### [Aim of the exercise]
From the entries that follow, copy each line in which "below" appears.

===== Information

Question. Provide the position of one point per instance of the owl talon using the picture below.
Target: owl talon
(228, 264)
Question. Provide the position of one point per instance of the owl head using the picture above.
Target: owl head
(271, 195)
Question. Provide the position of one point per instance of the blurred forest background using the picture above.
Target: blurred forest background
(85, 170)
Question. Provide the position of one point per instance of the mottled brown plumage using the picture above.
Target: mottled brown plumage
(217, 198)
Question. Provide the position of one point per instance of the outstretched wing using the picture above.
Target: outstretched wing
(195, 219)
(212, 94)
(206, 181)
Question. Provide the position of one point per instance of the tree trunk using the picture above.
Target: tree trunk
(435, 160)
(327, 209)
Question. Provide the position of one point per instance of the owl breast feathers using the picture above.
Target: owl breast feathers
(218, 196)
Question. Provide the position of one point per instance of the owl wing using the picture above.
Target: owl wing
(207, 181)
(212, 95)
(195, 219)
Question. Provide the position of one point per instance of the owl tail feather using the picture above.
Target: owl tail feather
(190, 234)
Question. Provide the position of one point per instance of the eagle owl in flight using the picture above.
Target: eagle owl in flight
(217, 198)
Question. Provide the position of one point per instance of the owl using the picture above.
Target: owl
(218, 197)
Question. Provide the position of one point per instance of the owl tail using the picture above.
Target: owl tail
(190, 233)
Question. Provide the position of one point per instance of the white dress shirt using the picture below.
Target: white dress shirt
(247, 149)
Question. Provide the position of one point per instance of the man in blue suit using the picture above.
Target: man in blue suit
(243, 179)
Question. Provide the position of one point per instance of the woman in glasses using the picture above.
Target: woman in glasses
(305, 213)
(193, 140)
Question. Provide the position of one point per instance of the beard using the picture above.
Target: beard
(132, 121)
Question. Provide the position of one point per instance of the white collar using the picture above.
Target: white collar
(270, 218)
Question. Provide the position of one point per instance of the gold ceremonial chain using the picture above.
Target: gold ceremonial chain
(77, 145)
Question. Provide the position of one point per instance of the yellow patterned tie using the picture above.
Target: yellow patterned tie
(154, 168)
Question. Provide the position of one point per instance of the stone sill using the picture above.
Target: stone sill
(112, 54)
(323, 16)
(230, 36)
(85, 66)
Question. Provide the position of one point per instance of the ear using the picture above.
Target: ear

==========

### [Response]
Question. Provide the position of one point per instance of the owl talon using the picture below.
Question. Provide the position of one point per instance of the white dress shirt using the picture below.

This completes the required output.